↓↓↓

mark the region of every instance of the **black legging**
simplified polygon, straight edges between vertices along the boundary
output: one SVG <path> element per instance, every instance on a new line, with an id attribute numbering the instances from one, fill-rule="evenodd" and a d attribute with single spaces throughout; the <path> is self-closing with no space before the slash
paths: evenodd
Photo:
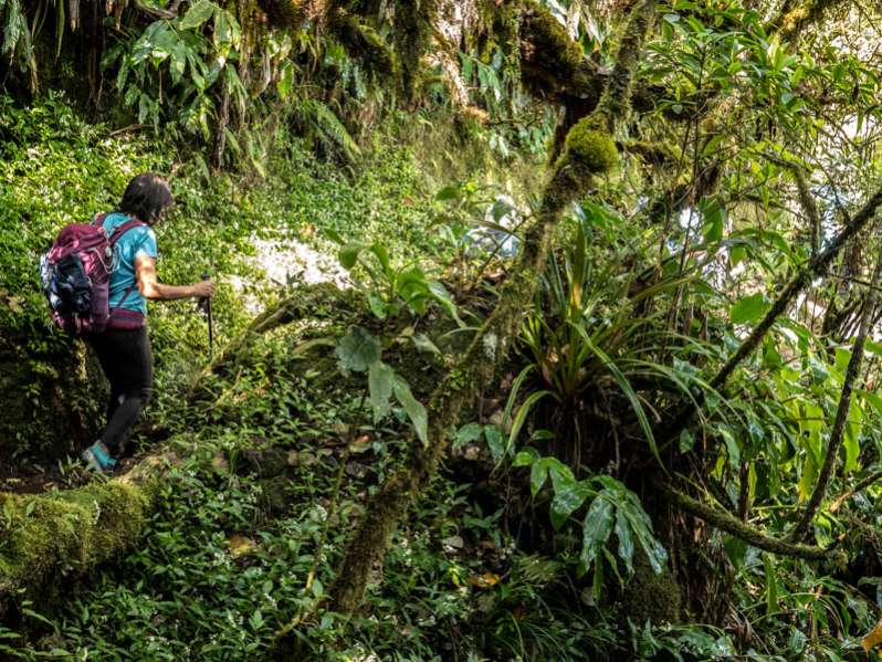
<path id="1" fill-rule="evenodd" d="M 147 327 L 107 329 L 88 341 L 111 382 L 107 428 L 101 441 L 116 455 L 128 440 L 128 432 L 150 399 L 154 382 L 153 356 Z"/>

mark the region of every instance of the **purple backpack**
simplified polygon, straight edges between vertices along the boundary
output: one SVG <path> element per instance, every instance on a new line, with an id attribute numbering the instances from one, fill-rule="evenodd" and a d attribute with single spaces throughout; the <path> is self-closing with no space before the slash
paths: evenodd
<path id="1" fill-rule="evenodd" d="M 67 225 L 40 260 L 52 321 L 72 335 L 101 333 L 107 327 L 114 245 L 126 231 L 146 225 L 128 221 L 108 237 L 103 225 L 106 216 L 98 214 L 91 224 Z"/>

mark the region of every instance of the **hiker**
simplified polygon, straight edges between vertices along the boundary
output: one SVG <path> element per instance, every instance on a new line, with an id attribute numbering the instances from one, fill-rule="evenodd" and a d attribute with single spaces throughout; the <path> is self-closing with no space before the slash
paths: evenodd
<path id="1" fill-rule="evenodd" d="M 114 245 L 107 328 L 86 335 L 111 382 L 107 428 L 102 438 L 82 453 L 83 460 L 96 471 L 116 465 L 114 456 L 119 454 L 150 398 L 153 356 L 146 326 L 147 300 L 210 298 L 214 295 L 214 283 L 209 280 L 192 285 L 165 285 L 157 280 L 154 227 L 162 220 L 171 202 L 171 190 L 165 180 L 149 172 L 138 175 L 126 187 L 119 207 L 101 221 L 108 235 L 125 223 L 130 227 L 123 230 Z M 133 224 L 133 221 L 143 224 Z"/>

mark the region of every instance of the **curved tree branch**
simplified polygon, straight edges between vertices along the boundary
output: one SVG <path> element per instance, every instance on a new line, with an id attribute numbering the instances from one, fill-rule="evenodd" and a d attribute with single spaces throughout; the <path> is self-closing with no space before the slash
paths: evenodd
<path id="1" fill-rule="evenodd" d="M 882 276 L 882 258 L 876 261 L 875 270 L 873 272 L 873 284 L 878 285 L 880 276 Z M 809 524 L 815 518 L 818 508 L 827 495 L 827 487 L 830 484 L 830 479 L 833 475 L 833 465 L 836 458 L 839 454 L 839 449 L 842 446 L 842 438 L 846 432 L 846 423 L 848 422 L 849 411 L 851 409 L 851 393 L 854 390 L 854 382 L 861 372 L 863 365 L 863 346 L 867 343 L 867 335 L 870 333 L 870 321 L 873 317 L 875 305 L 879 294 L 875 290 L 870 291 L 870 296 L 863 304 L 863 312 L 861 313 L 861 328 L 858 332 L 858 337 L 854 338 L 854 345 L 851 349 L 851 358 L 849 359 L 848 368 L 846 369 L 846 378 L 842 383 L 842 396 L 839 398 L 839 406 L 836 410 L 836 419 L 833 420 L 833 428 L 830 431 L 830 441 L 827 446 L 827 456 L 823 459 L 823 466 L 818 476 L 818 483 L 815 485 L 815 491 L 811 493 L 806 511 L 802 513 L 799 523 L 794 530 L 787 536 L 790 540 L 800 539 L 808 530 Z"/>
<path id="2" fill-rule="evenodd" d="M 678 490 L 674 490 L 670 485 L 658 482 L 654 486 L 668 501 L 668 503 L 675 508 L 689 513 L 690 515 L 694 515 L 714 528 L 724 530 L 727 534 L 733 535 L 758 549 L 764 549 L 766 551 L 781 556 L 804 558 L 807 560 L 821 560 L 828 558 L 836 549 L 836 547 L 815 547 L 783 540 L 780 538 L 773 538 L 771 536 L 767 536 L 763 532 L 745 524 L 734 515 L 703 504 L 700 501 L 692 498 L 691 496 Z"/>
<path id="3" fill-rule="evenodd" d="M 744 339 L 738 349 L 733 354 L 729 359 L 723 365 L 716 376 L 711 380 L 711 387 L 715 390 L 725 386 L 729 377 L 735 372 L 735 369 L 750 356 L 754 350 L 766 337 L 766 334 L 773 327 L 778 317 L 784 315 L 797 295 L 806 288 L 806 286 L 817 277 L 822 276 L 833 259 L 839 254 L 842 248 L 857 234 L 859 234 L 871 220 L 875 218 L 876 210 L 882 204 L 882 189 L 873 193 L 863 207 L 854 214 L 851 222 L 848 223 L 839 233 L 833 237 L 830 244 L 815 258 L 809 260 L 808 264 L 797 272 L 787 285 L 784 286 L 778 298 L 771 304 L 766 316 L 757 324 L 750 332 L 750 335 Z M 661 443 L 668 443 L 674 439 L 680 431 L 683 430 L 692 421 L 695 416 L 697 407 L 702 404 L 704 395 L 689 401 L 680 412 L 664 427 L 663 431 L 659 434 Z"/>
<path id="4" fill-rule="evenodd" d="M 629 18 L 622 44 L 639 50 L 647 32 L 643 17 L 652 11 L 653 6 L 652 0 L 640 2 Z M 629 39 L 632 32 L 639 32 L 639 39 Z M 633 67 L 637 65 L 637 56 L 630 52 L 619 52 L 618 60 L 632 63 Z M 622 69 L 617 84 L 605 91 L 608 112 L 629 103 L 627 95 L 630 94 L 633 70 Z M 618 153 L 611 136 L 602 128 L 608 122 L 606 115 L 590 116 L 570 130 L 566 150 L 553 167 L 539 211 L 527 229 L 518 262 L 503 285 L 496 307 L 456 366 L 429 399 L 429 443 L 423 446 L 419 442 L 411 442 L 403 465 L 371 497 L 349 540 L 332 591 L 337 611 L 350 613 L 358 609 L 370 570 L 375 564 L 382 563 L 392 532 L 412 500 L 426 490 L 437 473 L 447 452 L 449 430 L 456 424 L 460 412 L 473 401 L 480 389 L 491 383 L 497 362 L 505 356 L 517 325 L 533 301 L 547 264 L 555 229 L 565 209 L 587 192 L 594 176 L 615 166 Z"/>
<path id="5" fill-rule="evenodd" d="M 867 487 L 869 487 L 870 485 L 880 480 L 882 480 L 882 470 L 875 471 L 865 479 L 863 479 L 862 481 L 859 481 L 853 487 L 846 490 L 842 494 L 840 494 L 833 500 L 833 503 L 830 504 L 830 513 L 831 514 L 836 513 L 839 508 L 842 507 L 842 504 L 844 504 L 848 500 L 858 494 L 858 492 L 867 490 Z"/>

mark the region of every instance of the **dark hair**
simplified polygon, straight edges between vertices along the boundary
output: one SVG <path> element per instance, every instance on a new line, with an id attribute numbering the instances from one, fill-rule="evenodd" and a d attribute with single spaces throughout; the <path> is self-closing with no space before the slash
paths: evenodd
<path id="1" fill-rule="evenodd" d="M 168 182 L 158 175 L 145 172 L 128 182 L 117 211 L 153 225 L 172 201 Z"/>

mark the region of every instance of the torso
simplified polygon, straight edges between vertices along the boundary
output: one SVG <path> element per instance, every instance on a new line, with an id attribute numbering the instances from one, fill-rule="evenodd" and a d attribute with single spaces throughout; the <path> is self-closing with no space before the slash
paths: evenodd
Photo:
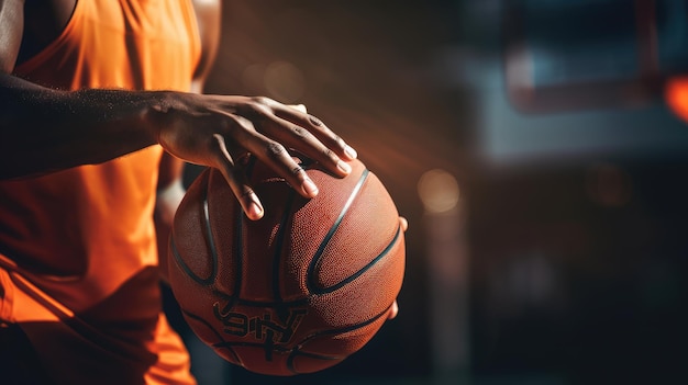
<path id="1" fill-rule="evenodd" d="M 16 65 L 40 53 L 62 34 L 76 4 L 77 0 L 26 0 Z"/>

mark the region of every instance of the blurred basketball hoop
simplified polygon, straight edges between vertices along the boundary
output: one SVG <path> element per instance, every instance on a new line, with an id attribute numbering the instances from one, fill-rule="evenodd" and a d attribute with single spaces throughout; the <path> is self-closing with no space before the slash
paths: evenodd
<path id="1" fill-rule="evenodd" d="M 688 70 L 680 0 L 506 0 L 504 75 L 523 112 L 636 106 Z"/>

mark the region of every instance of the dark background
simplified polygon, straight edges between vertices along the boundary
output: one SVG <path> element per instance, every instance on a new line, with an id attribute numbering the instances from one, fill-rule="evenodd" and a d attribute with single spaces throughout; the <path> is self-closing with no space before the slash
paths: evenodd
<path id="1" fill-rule="evenodd" d="M 206 351 L 201 384 L 688 380 L 688 125 L 662 97 L 686 65 L 687 14 L 668 0 L 226 1 L 207 91 L 303 103 L 343 136 L 409 219 L 408 265 L 398 318 L 344 363 L 266 377 Z M 456 181 L 456 205 L 421 200 L 430 170 Z"/>

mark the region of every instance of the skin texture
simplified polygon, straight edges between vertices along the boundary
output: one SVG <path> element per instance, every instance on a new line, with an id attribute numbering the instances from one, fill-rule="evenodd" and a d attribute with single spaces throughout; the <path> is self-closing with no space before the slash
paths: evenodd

↑↑↑

"mark the region of every instance of the blurred" 문구가 든 줄부터 "206 351 L 201" 문구가 든 줄까지(양 끝 포함)의 줄들만, 표현 "dark background" 자리에 표현 "black background" 넣고 나머지는 그대로 두어 갱신해 다시 써 주시겠어요?

▸ **풀이 답안**:
mark the region of every instance of the blurred basketball hoop
simplified polygon, straight edges between vertices along the boundary
output: one SVG <path> element per instance, every instance on a new line, with an id attribute numbering the instances from one, fill-rule="evenodd" and a d attribute with single spaces throughout; the <path> is self-closing with no space before the slash
paths: evenodd
<path id="1" fill-rule="evenodd" d="M 688 70 L 680 0 L 506 0 L 504 75 L 523 112 L 636 106 Z"/>

mark the region of every instance of the black background
simplified polygon, straight edges between vertices along the boundary
output: one SVG <path> element per instance, every instance on a new line, with an id attribute numbering the instances from one, fill-rule="evenodd" and a d attribute with single spaces throughout; the <path> is self-closing with no space before the slash
paths: evenodd
<path id="1" fill-rule="evenodd" d="M 206 351 L 201 384 L 688 380 L 688 125 L 662 97 L 686 65 L 687 14 L 668 0 L 226 1 L 207 91 L 303 103 L 343 136 L 409 219 L 408 265 L 398 318 L 344 363 L 266 377 Z M 456 181 L 456 205 L 421 200 L 430 170 Z"/>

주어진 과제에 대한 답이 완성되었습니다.